### ENTRADAS DADAS:
++++++++
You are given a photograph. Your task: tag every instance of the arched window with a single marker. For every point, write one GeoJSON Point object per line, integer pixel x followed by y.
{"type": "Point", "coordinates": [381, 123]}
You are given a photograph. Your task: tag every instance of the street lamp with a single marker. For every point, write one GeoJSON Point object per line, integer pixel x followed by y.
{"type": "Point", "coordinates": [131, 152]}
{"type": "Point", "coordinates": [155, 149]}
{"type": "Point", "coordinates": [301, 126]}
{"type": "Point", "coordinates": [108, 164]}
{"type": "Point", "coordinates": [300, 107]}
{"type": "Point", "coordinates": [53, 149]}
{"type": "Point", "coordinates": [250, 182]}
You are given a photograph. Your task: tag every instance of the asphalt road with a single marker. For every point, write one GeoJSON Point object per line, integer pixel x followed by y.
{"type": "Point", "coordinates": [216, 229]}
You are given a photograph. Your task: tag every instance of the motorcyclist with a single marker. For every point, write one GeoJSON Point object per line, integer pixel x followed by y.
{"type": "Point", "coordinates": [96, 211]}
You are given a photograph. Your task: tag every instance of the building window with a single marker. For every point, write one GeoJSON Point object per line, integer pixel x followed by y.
++++++++
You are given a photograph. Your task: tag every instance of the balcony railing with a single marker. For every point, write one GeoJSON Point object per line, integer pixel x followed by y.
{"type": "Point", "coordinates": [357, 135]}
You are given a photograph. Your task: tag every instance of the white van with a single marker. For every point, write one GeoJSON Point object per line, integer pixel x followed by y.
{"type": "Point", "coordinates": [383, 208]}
++++++++
### TAREA PROPUESTA:
Extrae del listado de arriba cada línea que contenga la palabra "railing" y cópiala completa. Se distinguen mayúsculas y minúsculas.

### EJERCICIO RESUELTO:
You are given a photograph. Your task: tag every instance of the balcony railing with a single marker. For every point, write one GeoJSON Point object per line, integer pixel x followed by y.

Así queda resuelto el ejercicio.